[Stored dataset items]
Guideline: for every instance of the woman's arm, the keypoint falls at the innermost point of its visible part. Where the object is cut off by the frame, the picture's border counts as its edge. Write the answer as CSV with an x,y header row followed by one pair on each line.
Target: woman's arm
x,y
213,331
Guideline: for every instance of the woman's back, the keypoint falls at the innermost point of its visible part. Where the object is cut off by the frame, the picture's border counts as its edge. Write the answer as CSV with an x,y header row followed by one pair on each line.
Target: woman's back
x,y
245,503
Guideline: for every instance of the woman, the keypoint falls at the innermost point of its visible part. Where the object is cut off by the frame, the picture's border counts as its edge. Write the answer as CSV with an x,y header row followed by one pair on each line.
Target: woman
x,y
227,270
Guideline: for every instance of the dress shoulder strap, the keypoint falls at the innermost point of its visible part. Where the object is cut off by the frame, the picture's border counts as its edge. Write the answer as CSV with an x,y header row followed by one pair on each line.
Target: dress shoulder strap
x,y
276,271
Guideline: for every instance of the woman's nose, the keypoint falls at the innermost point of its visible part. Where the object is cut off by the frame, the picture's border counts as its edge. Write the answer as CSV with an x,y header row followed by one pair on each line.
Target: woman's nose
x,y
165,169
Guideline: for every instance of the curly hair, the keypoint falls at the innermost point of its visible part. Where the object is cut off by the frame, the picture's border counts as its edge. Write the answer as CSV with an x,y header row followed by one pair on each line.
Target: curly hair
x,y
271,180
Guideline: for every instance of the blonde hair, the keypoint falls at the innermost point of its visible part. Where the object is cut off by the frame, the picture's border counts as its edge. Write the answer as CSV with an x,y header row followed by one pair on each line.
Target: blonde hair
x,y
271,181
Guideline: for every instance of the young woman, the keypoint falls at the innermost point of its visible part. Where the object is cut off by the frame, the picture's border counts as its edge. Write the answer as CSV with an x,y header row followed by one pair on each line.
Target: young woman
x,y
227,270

• **YOUR GOAL**
In your answer, include only the lines above starting at the line that holds "Target: woman's nose" and ending at the line that holds "Guideline: for every instance of the blonde", copied exactly.

• **SOLUTION FOR THIS TASK**
Target: woman's nose
x,y
165,169
Guideline: for every instance of the curly hair, the keypoint falls at the innermost point of its visible part. Where the object is cut off by the frame, the picture's border counts as its edge. Write the answer as CSV with an x,y header row followed by one pair on each line.
Target: curly hair
x,y
271,180
Guideline: for every instance of the blonde hair, the keypoint falls at the innermost point of its visible part. Where the object is cut off by the frame, the picture's border counts as its edge. Write the answer as CSV with an x,y header row followed by one pair on each line.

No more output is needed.